Task statement: Could you render the records below as a Markdown table with a Row column holding the row number and a Line column holding each line, omitting blank lines? Leave the pictures out.
=== Records for the task ===
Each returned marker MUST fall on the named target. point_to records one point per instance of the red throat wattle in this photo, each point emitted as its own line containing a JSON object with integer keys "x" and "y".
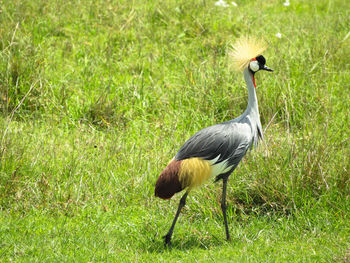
{"x": 253, "y": 80}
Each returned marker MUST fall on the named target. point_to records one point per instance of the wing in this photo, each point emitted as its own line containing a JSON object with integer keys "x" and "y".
{"x": 224, "y": 143}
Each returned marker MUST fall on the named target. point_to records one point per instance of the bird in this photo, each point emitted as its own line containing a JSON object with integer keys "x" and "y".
{"x": 216, "y": 151}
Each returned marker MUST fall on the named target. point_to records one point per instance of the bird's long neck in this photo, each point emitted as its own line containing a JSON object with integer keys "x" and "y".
{"x": 252, "y": 108}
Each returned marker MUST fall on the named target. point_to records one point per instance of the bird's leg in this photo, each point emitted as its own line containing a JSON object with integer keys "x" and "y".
{"x": 223, "y": 205}
{"x": 182, "y": 203}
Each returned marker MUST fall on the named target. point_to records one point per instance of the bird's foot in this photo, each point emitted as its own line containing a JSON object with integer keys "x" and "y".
{"x": 167, "y": 239}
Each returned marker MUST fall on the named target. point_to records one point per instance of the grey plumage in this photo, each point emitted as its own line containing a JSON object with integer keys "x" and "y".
{"x": 227, "y": 141}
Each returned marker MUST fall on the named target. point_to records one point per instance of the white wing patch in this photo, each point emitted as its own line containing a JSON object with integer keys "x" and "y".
{"x": 219, "y": 168}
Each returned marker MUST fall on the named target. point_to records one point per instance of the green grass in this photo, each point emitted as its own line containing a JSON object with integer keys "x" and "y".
{"x": 97, "y": 96}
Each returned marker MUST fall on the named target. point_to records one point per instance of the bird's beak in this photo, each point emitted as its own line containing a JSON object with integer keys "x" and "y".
{"x": 267, "y": 69}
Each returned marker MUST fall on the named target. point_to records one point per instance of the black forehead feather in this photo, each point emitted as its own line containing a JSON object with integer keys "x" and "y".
{"x": 261, "y": 60}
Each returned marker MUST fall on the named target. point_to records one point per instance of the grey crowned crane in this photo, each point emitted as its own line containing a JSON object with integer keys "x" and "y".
{"x": 218, "y": 149}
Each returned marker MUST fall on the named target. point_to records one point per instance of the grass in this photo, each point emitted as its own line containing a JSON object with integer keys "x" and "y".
{"x": 97, "y": 96}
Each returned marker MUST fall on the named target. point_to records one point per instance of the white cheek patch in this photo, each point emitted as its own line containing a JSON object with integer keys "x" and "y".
{"x": 254, "y": 66}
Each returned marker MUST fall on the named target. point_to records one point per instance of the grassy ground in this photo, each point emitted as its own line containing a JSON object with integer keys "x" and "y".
{"x": 97, "y": 96}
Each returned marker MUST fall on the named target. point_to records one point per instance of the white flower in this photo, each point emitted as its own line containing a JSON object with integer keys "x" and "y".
{"x": 286, "y": 3}
{"x": 221, "y": 3}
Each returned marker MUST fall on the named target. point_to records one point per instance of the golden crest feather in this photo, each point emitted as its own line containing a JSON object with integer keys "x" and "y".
{"x": 245, "y": 49}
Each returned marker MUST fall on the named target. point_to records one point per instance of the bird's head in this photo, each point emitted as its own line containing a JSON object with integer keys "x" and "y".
{"x": 258, "y": 63}
{"x": 246, "y": 53}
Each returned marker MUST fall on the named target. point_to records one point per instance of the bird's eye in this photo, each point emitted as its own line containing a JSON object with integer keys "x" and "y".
{"x": 254, "y": 66}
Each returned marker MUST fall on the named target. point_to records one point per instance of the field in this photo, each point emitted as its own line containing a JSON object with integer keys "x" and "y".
{"x": 97, "y": 96}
===
Finished answer:
| Row | Line |
|---|---|
| 1 | Each returned marker MUST fall on the named target. point_to records one point per instance of the red throat wattle in this photo, each point emitted as its own line containing a JSON object with integer keys "x" and "y". |
| 2 | {"x": 253, "y": 80} |
| 3 | Each returned marker MUST fall on the named target. point_to records one point per instance of the wing in this photo, each point emitted as its own line containing a JSON object with integer keys "x" and "y". |
| 4 | {"x": 224, "y": 143} |
| 5 | Each returned marker MUST fall on the named target. point_to records one point per instance of the bird in this photo, each point emitted as its own line containing a JSON object with integer keys "x" and "y". |
| 6 | {"x": 216, "y": 151} |
| 7 | Each returned marker MUST fall on the named target. point_to records one point per instance of the bird's long neck in this photo, each point emitted as its own line containing a JSON object with integer keys "x" and "y". |
| 8 | {"x": 252, "y": 108} |
| 9 | Each returned marker MUST fall on the named target. point_to records one point per instance of the bird's leg in this photo, each point emitted as its own line containing a JSON object with integer keys "x" and "y". |
| 10 | {"x": 223, "y": 205} |
| 11 | {"x": 182, "y": 203} |
| 12 | Each returned marker MUST fall on the named target. point_to records one point per instance of the bird's foot in this photo, each point emitted as its own line containing a JSON object with integer keys "x" and "y". |
| 13 | {"x": 167, "y": 239} |
| 14 | Each returned marker MUST fall on the named target. point_to records one point per instance of the grey plumage in this photo, each point emitted as its own line containing a JSON object with integer keys "x" and "y". |
| 15 | {"x": 227, "y": 141} |
| 16 | Each returned marker MUST fall on the named target. point_to records one point per instance of the white wing patch in this photo, each point emitted as its own line containing a JSON object with integer keys "x" and "y". |
| 17 | {"x": 219, "y": 168} |
| 18 | Each returned marker MUST fall on the named target. point_to records one point per instance of the green grass in this photo, each point emitted as its own line containing a JSON object with integer keys "x" and "y". |
| 19 | {"x": 97, "y": 96} |
| 20 | Each returned marker MUST fall on the named target. point_to records one point per instance of the bird's beak in this photo, each point emitted as its own line containing a JSON object with integer keys "x" and "y". |
| 21 | {"x": 267, "y": 69} |
| 22 | Each returned marker MUST fall on the named target. point_to records one point per instance of the black forehead feather in this photo, each point emitted as its own line containing a JSON object with integer keys "x" and "y". |
| 23 | {"x": 261, "y": 60} |
| 24 | Each returned marker MUST fall on the named target. point_to records one point per instance of the grey crowned crane in this photo, each point emitted as its own line containing a JSON object with integer keys "x" and "y". |
| 25 | {"x": 218, "y": 149} |
| 26 | Each returned marker MUST fall on the named target. point_to records one point per instance of the grass in this photo, each point emitted as its own line containing a JSON object with integer keys "x" and "y". |
| 27 | {"x": 97, "y": 96} |
| 28 | Each returned marker MUST fall on the named target. point_to records one point per instance of the white cheek patch in this photo, each point emitted as its own line containing a JSON object with integer keys "x" and "y". |
| 29 | {"x": 254, "y": 66} |
| 30 | Each returned marker MUST fall on the named target. point_to records one point per instance of the grassy ground in this photo, each point emitted as its own line containing a JSON object with integer keys "x" and "y". |
| 31 | {"x": 97, "y": 96} |
| 32 | Each returned marker MUST fall on the named target. point_to records one point per instance of the white flower in this photo, each point emitted as its own line containing a JSON object with integer keys "x" and "y". |
| 33 | {"x": 286, "y": 3} |
| 34 | {"x": 221, "y": 3} |
| 35 | Each returned marker MUST fall on the named target. point_to records one point per instance of the golden crest feather in this photo, each point emitted as its own line containing a JSON object with integer keys "x" and "y". |
| 36 | {"x": 245, "y": 49} |
| 37 | Each returned marker MUST fall on the named target. point_to records one point per instance of the bird's head in this photo, each point emitted as its own line containing a JSON object with integer keys "x" and "y". |
| 38 | {"x": 258, "y": 63} |
| 39 | {"x": 246, "y": 53} |
| 40 | Each returned marker MUST fall on the named target. point_to records one point per instance of the bird's eye in this photo, each point emitted as its own line containing a JSON object with integer keys "x" and "y". |
| 41 | {"x": 254, "y": 66} |
| 42 | Each returned marker MUST fall on the named target. point_to records one point per instance of the field in this photo, each point emitted as its own line containing a JSON object with integer keys "x" and "y". |
| 43 | {"x": 97, "y": 96} |